Work to be completed
Reproduce the records below as a numbered list with one line per item. Skip blank lines and leave out the pictures.

Dataset rows
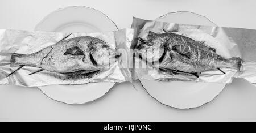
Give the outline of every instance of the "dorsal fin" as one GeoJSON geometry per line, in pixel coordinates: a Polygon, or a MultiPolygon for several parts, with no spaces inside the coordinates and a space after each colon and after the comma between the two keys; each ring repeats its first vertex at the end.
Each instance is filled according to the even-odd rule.
{"type": "Polygon", "coordinates": [[[207,48],[208,48],[210,50],[212,50],[212,51],[213,51],[213,52],[214,52],[215,53],[216,52],[216,49],[214,49],[214,48],[212,48],[211,46],[209,46],[209,45],[205,44],[205,42],[204,42],[204,41],[199,41],[199,42],[201,43],[201,44],[204,45],[204,46],[207,46],[207,48]]]}
{"type": "Polygon", "coordinates": [[[147,35],[147,37],[148,38],[150,38],[150,37],[152,37],[152,36],[156,36],[158,34],[157,33],[155,33],[155,32],[152,32],[152,31],[149,31],[148,32],[148,35],[147,35]]]}

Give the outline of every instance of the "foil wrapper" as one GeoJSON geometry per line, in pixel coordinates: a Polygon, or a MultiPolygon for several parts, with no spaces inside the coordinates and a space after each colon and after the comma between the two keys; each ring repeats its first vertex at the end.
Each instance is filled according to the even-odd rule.
{"type": "MultiPolygon", "coordinates": [[[[107,42],[113,49],[116,50],[116,53],[128,53],[131,47],[133,33],[131,29],[103,33],[73,33],[67,39],[82,36],[92,36],[107,42]],[[121,50],[119,50],[119,49],[121,50]]],[[[39,87],[48,85],[81,84],[89,82],[131,81],[132,77],[129,70],[123,67],[126,65],[123,62],[126,62],[126,59],[123,58],[124,56],[119,57],[109,70],[90,74],[69,76],[43,71],[29,75],[29,74],[36,71],[39,68],[24,66],[13,75],[6,78],[7,75],[18,68],[10,67],[12,53],[33,53],[56,44],[67,35],[67,33],[64,33],[0,29],[0,84],[39,87]]]]}
{"type": "Polygon", "coordinates": [[[141,59],[135,54],[134,79],[230,83],[234,78],[242,78],[256,85],[256,30],[175,24],[137,18],[133,18],[131,28],[134,30],[134,39],[131,45],[133,49],[139,45],[137,37],[146,38],[149,31],[156,33],[175,32],[194,40],[204,42],[216,49],[217,54],[224,57],[238,57],[243,60],[240,71],[221,68],[226,74],[214,70],[203,72],[199,78],[197,78],[186,74],[174,75],[168,71],[159,71],[147,65],[146,61],[141,59]]]}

Expected answer
1. Give the outline of every instance of the "dorsal fin" as one GeoJSON geometry per line, in pixel coordinates: a Polygon, or a MultiPolygon for several parts, with no spaces inside the coordinates and a space after each colon and after the comma between the two keys; each ring repeats its first vertex at the end.
2. Each instance is filled according to the even-odd rule.
3. {"type": "Polygon", "coordinates": [[[207,48],[208,48],[210,50],[212,50],[212,51],[213,51],[213,52],[214,52],[215,53],[216,52],[216,49],[214,49],[214,48],[212,48],[211,46],[209,46],[209,45],[205,44],[205,42],[204,42],[204,41],[199,41],[199,42],[201,43],[201,44],[204,45],[204,46],[207,46],[207,48]]]}
4. {"type": "Polygon", "coordinates": [[[147,35],[147,37],[148,38],[150,38],[150,37],[152,37],[152,36],[156,36],[158,34],[157,33],[155,33],[155,32],[152,32],[152,31],[149,31],[148,32],[148,35],[147,35]]]}
5. Give the outline of every instance of the "foil wrapper" as one GeoJSON geometry per line, in pixel coordinates: a Polygon, or a MultiPolygon for several parts, with no spaces inside the coordinates and a space after each colon and after the comma between the two keys; each ring repeats its first vertex at the end.
6. Each instance is filled according to the even-odd rule.
7. {"type": "MultiPolygon", "coordinates": [[[[107,42],[113,49],[116,50],[116,53],[128,53],[131,47],[133,33],[131,29],[103,33],[73,33],[67,39],[82,36],[92,36],[107,42]],[[121,50],[119,50],[119,49],[121,50]]],[[[39,87],[48,85],[81,84],[89,82],[131,81],[132,77],[129,70],[123,67],[126,65],[123,62],[126,62],[126,59],[123,58],[124,56],[119,57],[109,70],[90,74],[69,76],[43,71],[29,75],[29,74],[36,71],[39,68],[24,66],[13,75],[6,78],[7,75],[18,68],[10,67],[12,53],[33,53],[56,44],[67,35],[67,33],[64,33],[0,29],[0,84],[39,87]]]]}
8. {"type": "Polygon", "coordinates": [[[141,59],[135,54],[134,79],[230,83],[234,78],[242,78],[256,85],[256,30],[175,24],[137,18],[133,18],[131,28],[134,30],[134,39],[131,45],[133,49],[139,45],[137,37],[146,38],[149,31],[156,33],[175,32],[194,40],[204,42],[216,49],[217,54],[224,57],[238,57],[243,60],[240,71],[221,68],[226,74],[214,70],[203,72],[199,78],[197,78],[186,74],[174,75],[168,71],[159,71],[147,65],[146,61],[141,59]]]}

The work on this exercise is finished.